[[ Records provided, beginning ]]

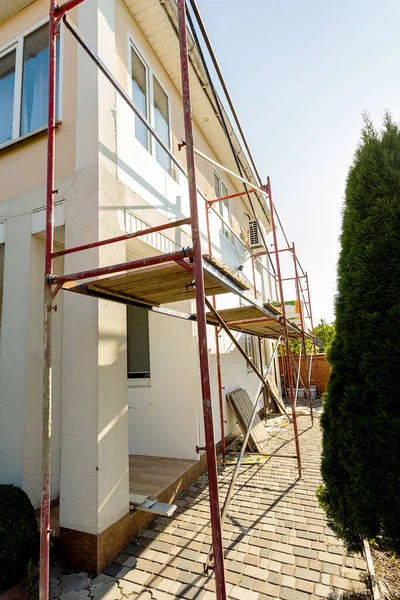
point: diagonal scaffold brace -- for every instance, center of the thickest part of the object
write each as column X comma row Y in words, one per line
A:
column 216, row 529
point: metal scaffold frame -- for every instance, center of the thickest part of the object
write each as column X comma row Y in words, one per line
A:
column 54, row 283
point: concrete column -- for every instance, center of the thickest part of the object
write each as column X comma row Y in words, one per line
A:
column 94, row 457
column 14, row 348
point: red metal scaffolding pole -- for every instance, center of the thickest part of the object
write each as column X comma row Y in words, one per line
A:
column 217, row 352
column 285, row 326
column 45, row 529
column 215, row 510
column 303, row 337
column 313, row 334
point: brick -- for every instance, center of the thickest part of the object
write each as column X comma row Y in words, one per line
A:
column 341, row 582
column 302, row 562
column 287, row 569
column 290, row 594
column 305, row 586
column 267, row 588
column 255, row 572
column 307, row 574
column 239, row 593
column 322, row 590
column 325, row 579
column 283, row 558
column 275, row 578
column 330, row 558
column 353, row 574
column 288, row 580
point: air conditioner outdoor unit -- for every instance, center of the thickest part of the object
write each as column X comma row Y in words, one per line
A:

[[ Records provided, end ]]

▸ Required work:
Return every line from the entries that holds the string "object".

▸ Task output:
point: diagonal scaffold brace -- for every instance, center of the thickest part of the object
point: metal scaffold frame -- for every instance, center of the thickest part of the object
point: concrete column -- for every instance, center of the thickest part of the object
point: red metal scaffolding pole -- for every instance, center of the thickest part of the object
point: brick -- for every instance, center of the thickest part of the object
point: air conditioner outdoor unit -- for every instance, center of the thickest part of the object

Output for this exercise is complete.